▶ Work instructions
Would you reproduce each of the records below precisely, with the pictures left out?

▶ Dataset excerpts
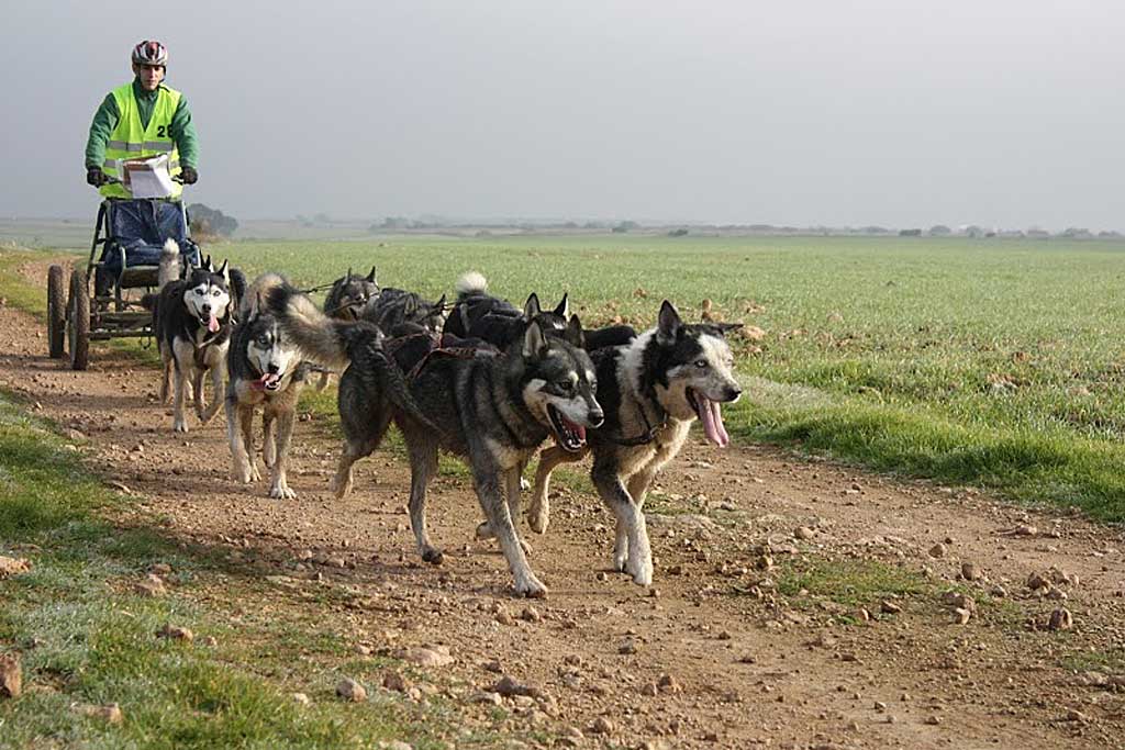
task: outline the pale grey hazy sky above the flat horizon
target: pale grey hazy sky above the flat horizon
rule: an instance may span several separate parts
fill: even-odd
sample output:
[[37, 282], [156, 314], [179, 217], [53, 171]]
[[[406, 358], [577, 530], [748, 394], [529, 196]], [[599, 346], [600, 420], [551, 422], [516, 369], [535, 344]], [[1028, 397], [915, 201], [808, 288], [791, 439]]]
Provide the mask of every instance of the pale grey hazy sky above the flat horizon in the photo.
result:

▶ Output
task: outline the pale grey hazy sky above the flat horizon
target: pale grey hazy sky above the flat horizon
rule: an instance may span several separate parts
fill: even-odd
sample output:
[[37, 282], [156, 314], [179, 217], [53, 171]]
[[[406, 358], [577, 530], [748, 394], [529, 196]], [[599, 346], [600, 420], [551, 422], [516, 369], [535, 344]], [[1028, 397], [915, 201], [808, 288], [791, 439]]]
Provide the mask of every instance of the pale grey hazy sky above the flat horizon in the photo.
result:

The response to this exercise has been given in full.